__SUPPLIED RECORDS__
--- START ---

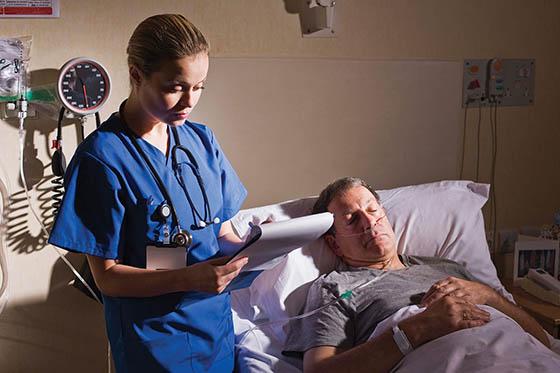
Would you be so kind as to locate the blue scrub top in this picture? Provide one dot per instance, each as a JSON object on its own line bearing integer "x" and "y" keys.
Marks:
{"x": 109, "y": 210}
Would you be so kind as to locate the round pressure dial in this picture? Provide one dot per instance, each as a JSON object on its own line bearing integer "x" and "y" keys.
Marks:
{"x": 83, "y": 85}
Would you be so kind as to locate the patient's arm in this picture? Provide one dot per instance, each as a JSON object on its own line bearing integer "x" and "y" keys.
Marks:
{"x": 381, "y": 354}
{"x": 478, "y": 293}
{"x": 378, "y": 355}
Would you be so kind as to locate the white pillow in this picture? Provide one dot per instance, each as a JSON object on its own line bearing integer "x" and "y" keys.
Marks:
{"x": 442, "y": 219}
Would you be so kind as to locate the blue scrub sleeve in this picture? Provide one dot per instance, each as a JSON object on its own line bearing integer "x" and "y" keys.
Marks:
{"x": 233, "y": 191}
{"x": 91, "y": 215}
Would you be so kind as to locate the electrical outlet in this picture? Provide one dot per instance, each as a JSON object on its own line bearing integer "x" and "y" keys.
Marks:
{"x": 8, "y": 113}
{"x": 506, "y": 240}
{"x": 490, "y": 240}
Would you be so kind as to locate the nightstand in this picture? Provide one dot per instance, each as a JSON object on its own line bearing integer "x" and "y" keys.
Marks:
{"x": 547, "y": 314}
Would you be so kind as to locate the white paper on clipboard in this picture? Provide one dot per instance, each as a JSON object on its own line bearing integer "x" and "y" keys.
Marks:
{"x": 268, "y": 243}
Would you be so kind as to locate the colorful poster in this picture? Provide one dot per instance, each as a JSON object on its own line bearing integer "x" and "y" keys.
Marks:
{"x": 29, "y": 8}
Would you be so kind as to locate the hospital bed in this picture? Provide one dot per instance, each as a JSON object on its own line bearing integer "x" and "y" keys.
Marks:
{"x": 442, "y": 219}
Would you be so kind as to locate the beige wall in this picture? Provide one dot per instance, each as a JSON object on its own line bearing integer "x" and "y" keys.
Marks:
{"x": 48, "y": 324}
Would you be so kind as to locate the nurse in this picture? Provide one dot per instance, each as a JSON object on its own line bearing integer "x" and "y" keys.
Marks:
{"x": 150, "y": 179}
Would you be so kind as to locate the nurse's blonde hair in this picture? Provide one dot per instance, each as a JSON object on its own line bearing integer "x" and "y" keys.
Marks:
{"x": 163, "y": 37}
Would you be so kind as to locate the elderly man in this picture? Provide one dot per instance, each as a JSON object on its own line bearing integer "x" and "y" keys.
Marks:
{"x": 338, "y": 337}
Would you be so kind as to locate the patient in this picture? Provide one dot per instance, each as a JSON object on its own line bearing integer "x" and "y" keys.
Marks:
{"x": 337, "y": 338}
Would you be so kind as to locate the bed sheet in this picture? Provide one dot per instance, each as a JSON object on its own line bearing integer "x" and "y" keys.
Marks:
{"x": 261, "y": 350}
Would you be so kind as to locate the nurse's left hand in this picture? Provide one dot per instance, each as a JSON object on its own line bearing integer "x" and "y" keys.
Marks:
{"x": 212, "y": 276}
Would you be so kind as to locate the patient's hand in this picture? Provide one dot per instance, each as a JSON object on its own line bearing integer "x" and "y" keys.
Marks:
{"x": 443, "y": 316}
{"x": 471, "y": 291}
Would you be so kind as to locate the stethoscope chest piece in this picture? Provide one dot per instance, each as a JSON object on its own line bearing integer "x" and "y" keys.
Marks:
{"x": 182, "y": 238}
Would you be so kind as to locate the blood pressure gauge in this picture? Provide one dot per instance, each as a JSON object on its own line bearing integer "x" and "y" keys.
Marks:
{"x": 83, "y": 85}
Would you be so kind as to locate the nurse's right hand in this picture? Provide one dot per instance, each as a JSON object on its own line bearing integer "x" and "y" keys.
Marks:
{"x": 212, "y": 276}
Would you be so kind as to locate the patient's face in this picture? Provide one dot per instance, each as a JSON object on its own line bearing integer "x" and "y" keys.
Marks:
{"x": 363, "y": 235}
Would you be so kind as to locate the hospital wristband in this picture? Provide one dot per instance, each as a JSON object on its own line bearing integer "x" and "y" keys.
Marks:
{"x": 401, "y": 340}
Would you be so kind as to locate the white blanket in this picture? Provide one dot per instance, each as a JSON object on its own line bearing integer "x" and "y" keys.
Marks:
{"x": 499, "y": 346}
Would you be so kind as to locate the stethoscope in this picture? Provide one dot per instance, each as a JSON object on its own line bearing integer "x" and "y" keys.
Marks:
{"x": 182, "y": 237}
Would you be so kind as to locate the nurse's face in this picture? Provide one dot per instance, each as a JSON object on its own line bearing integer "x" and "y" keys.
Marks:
{"x": 171, "y": 93}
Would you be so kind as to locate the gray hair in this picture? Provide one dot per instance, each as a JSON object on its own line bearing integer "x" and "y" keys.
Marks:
{"x": 335, "y": 189}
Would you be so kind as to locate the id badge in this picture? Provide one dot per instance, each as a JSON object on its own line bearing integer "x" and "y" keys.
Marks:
{"x": 165, "y": 257}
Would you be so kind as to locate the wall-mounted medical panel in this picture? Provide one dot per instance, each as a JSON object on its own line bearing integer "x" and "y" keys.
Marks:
{"x": 507, "y": 82}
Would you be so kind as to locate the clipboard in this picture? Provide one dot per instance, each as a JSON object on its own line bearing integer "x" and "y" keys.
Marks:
{"x": 267, "y": 244}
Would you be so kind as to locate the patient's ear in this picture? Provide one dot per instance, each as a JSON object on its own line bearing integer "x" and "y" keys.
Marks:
{"x": 331, "y": 243}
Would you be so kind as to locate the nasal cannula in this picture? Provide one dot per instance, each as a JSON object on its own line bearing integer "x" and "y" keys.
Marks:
{"x": 345, "y": 295}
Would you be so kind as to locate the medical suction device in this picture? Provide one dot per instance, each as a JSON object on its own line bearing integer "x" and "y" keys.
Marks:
{"x": 83, "y": 87}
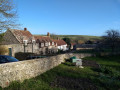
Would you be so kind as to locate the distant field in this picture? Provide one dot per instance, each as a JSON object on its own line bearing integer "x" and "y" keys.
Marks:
{"x": 84, "y": 37}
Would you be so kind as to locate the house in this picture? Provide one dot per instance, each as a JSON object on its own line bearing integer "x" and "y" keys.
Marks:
{"x": 61, "y": 44}
{"x": 19, "y": 41}
{"x": 84, "y": 46}
{"x": 46, "y": 44}
{"x": 23, "y": 41}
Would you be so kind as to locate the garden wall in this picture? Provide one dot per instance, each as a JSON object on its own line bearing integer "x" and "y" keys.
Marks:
{"x": 19, "y": 71}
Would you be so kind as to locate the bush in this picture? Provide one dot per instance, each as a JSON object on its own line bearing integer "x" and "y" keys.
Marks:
{"x": 3, "y": 50}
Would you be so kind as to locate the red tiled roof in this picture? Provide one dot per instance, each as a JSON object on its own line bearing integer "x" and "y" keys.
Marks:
{"x": 22, "y": 35}
{"x": 43, "y": 39}
{"x": 60, "y": 42}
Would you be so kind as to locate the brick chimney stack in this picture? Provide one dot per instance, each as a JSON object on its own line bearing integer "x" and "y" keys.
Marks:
{"x": 25, "y": 29}
{"x": 48, "y": 34}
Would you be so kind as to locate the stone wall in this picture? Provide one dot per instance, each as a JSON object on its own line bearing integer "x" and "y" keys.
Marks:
{"x": 9, "y": 38}
{"x": 20, "y": 48}
{"x": 19, "y": 71}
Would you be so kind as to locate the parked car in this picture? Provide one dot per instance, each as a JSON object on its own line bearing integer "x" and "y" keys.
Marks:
{"x": 7, "y": 59}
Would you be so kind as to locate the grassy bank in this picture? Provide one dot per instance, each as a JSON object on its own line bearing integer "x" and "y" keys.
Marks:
{"x": 68, "y": 77}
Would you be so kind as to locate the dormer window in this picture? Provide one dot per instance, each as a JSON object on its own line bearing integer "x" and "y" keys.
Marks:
{"x": 25, "y": 42}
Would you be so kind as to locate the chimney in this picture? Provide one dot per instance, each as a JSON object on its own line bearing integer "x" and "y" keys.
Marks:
{"x": 58, "y": 38}
{"x": 25, "y": 29}
{"x": 48, "y": 34}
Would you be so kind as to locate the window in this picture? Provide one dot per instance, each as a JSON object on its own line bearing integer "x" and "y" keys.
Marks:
{"x": 42, "y": 44}
{"x": 52, "y": 43}
{"x": 25, "y": 42}
{"x": 46, "y": 44}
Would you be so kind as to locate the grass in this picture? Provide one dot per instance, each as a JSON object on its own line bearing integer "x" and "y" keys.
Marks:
{"x": 107, "y": 77}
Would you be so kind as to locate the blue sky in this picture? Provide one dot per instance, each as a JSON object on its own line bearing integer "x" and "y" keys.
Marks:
{"x": 69, "y": 17}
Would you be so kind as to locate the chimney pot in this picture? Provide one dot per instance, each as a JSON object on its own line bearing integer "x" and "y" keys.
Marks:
{"x": 25, "y": 29}
{"x": 48, "y": 34}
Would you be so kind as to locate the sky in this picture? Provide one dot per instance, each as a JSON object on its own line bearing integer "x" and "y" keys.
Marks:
{"x": 69, "y": 17}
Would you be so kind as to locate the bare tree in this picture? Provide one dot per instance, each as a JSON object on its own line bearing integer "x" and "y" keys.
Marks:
{"x": 112, "y": 39}
{"x": 7, "y": 14}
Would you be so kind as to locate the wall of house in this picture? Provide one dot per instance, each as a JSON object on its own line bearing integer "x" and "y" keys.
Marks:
{"x": 62, "y": 47}
{"x": 19, "y": 71}
{"x": 20, "y": 48}
{"x": 9, "y": 38}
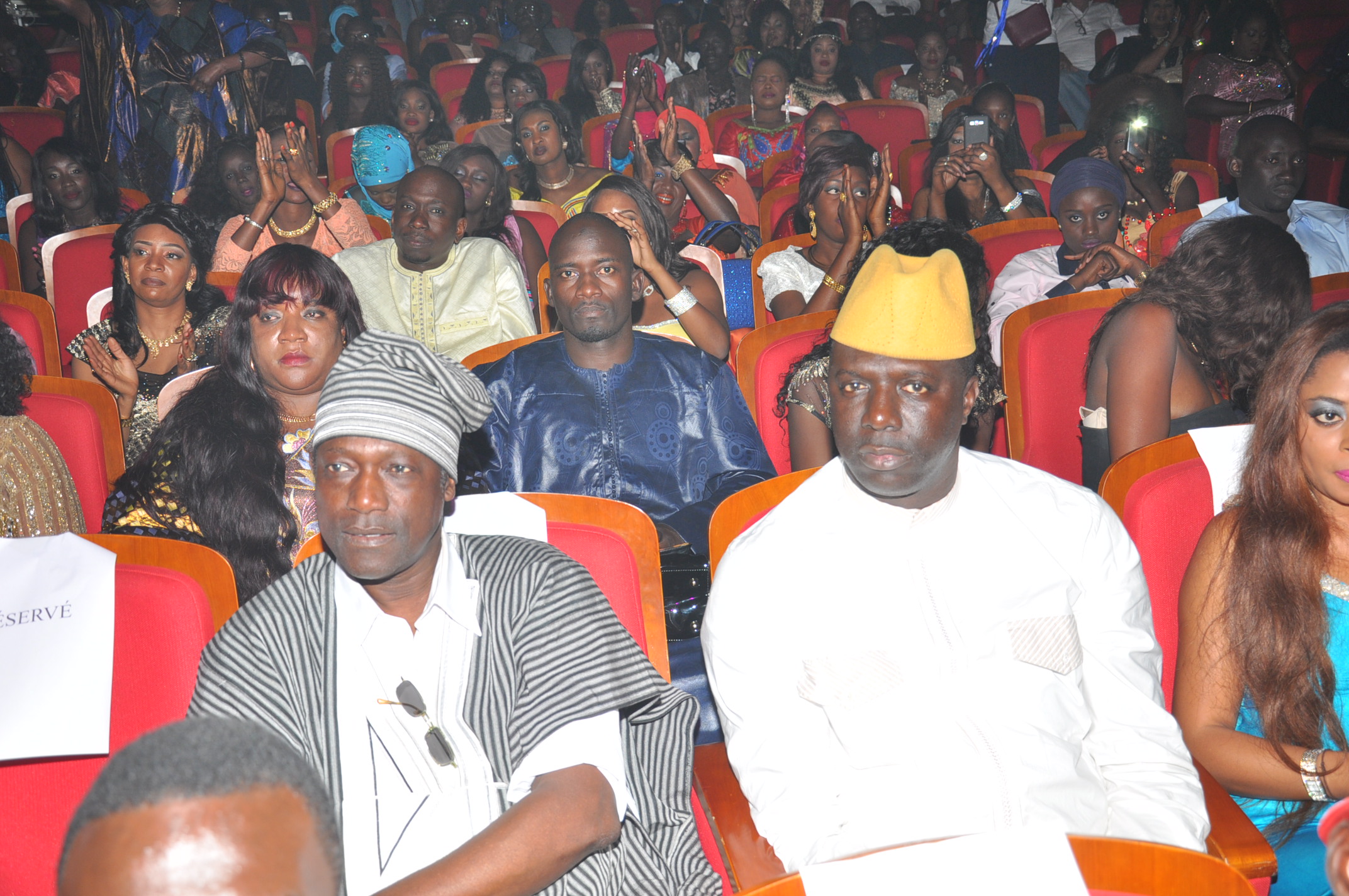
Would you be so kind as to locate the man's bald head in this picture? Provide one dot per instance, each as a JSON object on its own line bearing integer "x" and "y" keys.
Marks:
{"x": 428, "y": 218}
{"x": 593, "y": 280}
{"x": 1270, "y": 165}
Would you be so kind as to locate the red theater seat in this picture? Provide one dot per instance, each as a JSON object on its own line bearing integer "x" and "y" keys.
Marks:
{"x": 77, "y": 265}
{"x": 1044, "y": 354}
{"x": 162, "y": 622}
{"x": 31, "y": 318}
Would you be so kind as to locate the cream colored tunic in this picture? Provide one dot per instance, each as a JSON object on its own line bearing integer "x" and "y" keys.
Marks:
{"x": 36, "y": 494}
{"x": 476, "y": 299}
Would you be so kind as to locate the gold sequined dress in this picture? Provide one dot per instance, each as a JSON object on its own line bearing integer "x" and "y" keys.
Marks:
{"x": 36, "y": 494}
{"x": 145, "y": 413}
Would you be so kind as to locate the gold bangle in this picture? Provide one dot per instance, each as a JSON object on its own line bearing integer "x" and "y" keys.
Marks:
{"x": 327, "y": 204}
{"x": 680, "y": 168}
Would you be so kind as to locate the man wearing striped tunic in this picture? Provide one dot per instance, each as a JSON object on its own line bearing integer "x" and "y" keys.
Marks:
{"x": 481, "y": 717}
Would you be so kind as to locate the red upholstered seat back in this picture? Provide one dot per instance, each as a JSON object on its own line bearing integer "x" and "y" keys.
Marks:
{"x": 1166, "y": 512}
{"x": 1054, "y": 357}
{"x": 80, "y": 269}
{"x": 1329, "y": 297}
{"x": 23, "y": 322}
{"x": 610, "y": 562}
{"x": 162, "y": 622}
{"x": 1000, "y": 250}
{"x": 546, "y": 225}
{"x": 73, "y": 427}
{"x": 31, "y": 126}
{"x": 770, "y": 372}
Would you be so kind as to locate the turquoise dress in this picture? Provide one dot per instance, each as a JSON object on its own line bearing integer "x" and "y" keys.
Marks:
{"x": 1302, "y": 860}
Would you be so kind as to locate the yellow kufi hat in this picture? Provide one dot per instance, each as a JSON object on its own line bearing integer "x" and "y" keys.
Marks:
{"x": 904, "y": 306}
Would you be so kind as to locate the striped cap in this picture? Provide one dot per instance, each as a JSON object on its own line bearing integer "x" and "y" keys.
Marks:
{"x": 393, "y": 388}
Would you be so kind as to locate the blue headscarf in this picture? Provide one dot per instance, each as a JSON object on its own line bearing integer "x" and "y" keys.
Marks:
{"x": 332, "y": 23}
{"x": 379, "y": 155}
{"x": 1080, "y": 174}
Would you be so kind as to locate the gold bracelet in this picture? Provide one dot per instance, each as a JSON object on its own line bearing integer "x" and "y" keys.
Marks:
{"x": 680, "y": 168}
{"x": 327, "y": 204}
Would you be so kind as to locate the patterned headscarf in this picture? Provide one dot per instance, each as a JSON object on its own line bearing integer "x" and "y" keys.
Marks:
{"x": 332, "y": 23}
{"x": 379, "y": 155}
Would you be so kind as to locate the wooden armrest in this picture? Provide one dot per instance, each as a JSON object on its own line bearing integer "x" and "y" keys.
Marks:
{"x": 1232, "y": 836}
{"x": 749, "y": 857}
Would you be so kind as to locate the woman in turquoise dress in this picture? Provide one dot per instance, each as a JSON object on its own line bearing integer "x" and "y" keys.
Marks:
{"x": 1263, "y": 667}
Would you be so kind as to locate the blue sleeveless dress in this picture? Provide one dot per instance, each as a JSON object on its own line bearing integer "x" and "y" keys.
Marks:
{"x": 1302, "y": 860}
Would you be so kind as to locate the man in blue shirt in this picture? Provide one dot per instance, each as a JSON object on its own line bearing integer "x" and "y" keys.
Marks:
{"x": 1270, "y": 165}
{"x": 607, "y": 412}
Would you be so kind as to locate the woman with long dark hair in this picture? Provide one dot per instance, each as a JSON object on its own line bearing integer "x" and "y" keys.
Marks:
{"x": 293, "y": 206}
{"x": 593, "y": 16}
{"x": 587, "y": 94}
{"x": 227, "y": 184}
{"x": 489, "y": 212}
{"x": 839, "y": 206}
{"x": 165, "y": 316}
{"x": 70, "y": 189}
{"x": 667, "y": 278}
{"x": 1192, "y": 347}
{"x": 804, "y": 398}
{"x": 420, "y": 116}
{"x": 362, "y": 92}
{"x": 549, "y": 153}
{"x": 973, "y": 185}
{"x": 36, "y": 494}
{"x": 230, "y": 466}
{"x": 484, "y": 98}
{"x": 1154, "y": 189}
{"x": 1265, "y": 621}
{"x": 823, "y": 73}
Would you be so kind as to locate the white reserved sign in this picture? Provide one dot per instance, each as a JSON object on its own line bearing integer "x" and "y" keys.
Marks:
{"x": 57, "y": 601}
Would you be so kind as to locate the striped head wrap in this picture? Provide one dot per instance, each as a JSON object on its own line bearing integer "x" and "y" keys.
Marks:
{"x": 393, "y": 388}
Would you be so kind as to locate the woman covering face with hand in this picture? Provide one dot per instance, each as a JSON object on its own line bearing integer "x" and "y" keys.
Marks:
{"x": 230, "y": 466}
{"x": 165, "y": 318}
{"x": 294, "y": 207}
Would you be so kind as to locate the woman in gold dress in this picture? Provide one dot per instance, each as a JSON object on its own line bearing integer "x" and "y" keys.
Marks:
{"x": 230, "y": 464}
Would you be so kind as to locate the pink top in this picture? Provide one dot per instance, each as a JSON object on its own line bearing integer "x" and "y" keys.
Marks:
{"x": 1219, "y": 76}
{"x": 344, "y": 230}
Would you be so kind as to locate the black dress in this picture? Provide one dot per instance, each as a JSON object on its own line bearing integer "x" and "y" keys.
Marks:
{"x": 1096, "y": 443}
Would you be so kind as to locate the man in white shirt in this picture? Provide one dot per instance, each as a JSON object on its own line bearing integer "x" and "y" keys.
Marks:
{"x": 471, "y": 702}
{"x": 965, "y": 644}
{"x": 1088, "y": 198}
{"x": 454, "y": 294}
{"x": 1270, "y": 166}
{"x": 1075, "y": 27}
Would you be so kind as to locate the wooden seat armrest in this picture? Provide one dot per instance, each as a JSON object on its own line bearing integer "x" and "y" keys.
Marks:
{"x": 749, "y": 857}
{"x": 1232, "y": 836}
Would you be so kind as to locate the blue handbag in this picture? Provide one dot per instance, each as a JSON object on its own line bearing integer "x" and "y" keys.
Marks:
{"x": 737, "y": 277}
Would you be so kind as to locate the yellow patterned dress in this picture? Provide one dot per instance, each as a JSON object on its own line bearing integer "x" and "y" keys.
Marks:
{"x": 36, "y": 494}
{"x": 167, "y": 517}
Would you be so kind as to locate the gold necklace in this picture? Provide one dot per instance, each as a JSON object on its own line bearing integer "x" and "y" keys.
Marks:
{"x": 310, "y": 226}
{"x": 571, "y": 173}
{"x": 155, "y": 344}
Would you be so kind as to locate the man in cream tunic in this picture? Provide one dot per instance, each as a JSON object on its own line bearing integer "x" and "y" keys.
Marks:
{"x": 923, "y": 641}
{"x": 450, "y": 293}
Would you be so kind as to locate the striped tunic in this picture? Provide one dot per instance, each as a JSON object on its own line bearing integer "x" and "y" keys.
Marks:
{"x": 552, "y": 652}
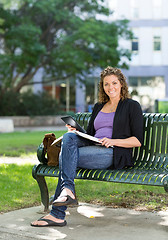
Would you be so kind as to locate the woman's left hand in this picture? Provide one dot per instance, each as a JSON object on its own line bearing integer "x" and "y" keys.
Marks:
{"x": 107, "y": 142}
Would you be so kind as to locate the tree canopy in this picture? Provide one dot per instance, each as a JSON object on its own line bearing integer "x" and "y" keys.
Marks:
{"x": 64, "y": 37}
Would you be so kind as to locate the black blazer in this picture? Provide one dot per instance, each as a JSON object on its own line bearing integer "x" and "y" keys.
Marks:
{"x": 128, "y": 122}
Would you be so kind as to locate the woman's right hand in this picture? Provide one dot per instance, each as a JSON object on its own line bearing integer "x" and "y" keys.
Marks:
{"x": 70, "y": 129}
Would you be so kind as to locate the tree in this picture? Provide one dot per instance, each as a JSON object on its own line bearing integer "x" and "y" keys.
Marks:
{"x": 63, "y": 37}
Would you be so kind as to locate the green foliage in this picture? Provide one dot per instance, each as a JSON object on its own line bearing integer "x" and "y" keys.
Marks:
{"x": 28, "y": 104}
{"x": 65, "y": 38}
{"x": 163, "y": 106}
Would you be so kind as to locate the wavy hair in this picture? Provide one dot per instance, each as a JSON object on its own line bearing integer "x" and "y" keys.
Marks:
{"x": 103, "y": 97}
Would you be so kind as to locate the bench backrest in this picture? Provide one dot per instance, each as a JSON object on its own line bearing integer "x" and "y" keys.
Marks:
{"x": 153, "y": 154}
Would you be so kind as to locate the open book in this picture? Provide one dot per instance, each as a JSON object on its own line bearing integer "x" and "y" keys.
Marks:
{"x": 84, "y": 135}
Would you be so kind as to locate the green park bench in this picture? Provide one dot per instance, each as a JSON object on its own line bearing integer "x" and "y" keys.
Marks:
{"x": 150, "y": 160}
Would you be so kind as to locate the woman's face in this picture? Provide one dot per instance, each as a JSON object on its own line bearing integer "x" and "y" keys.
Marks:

--- END ---

Copy out each line carrying the string "patterned" from the data.

Would you be so kind as to locate the patterned headscarf in this picture? Provide one dot per instance, each as a JSON object on its own line bearing integer "x" and "y" keys.
Would you be so kind as to locate the yellow patterned dress in this picture? Provide one dot per instance, each as a JSON object on its own line bearing integer "x" and "y" keys.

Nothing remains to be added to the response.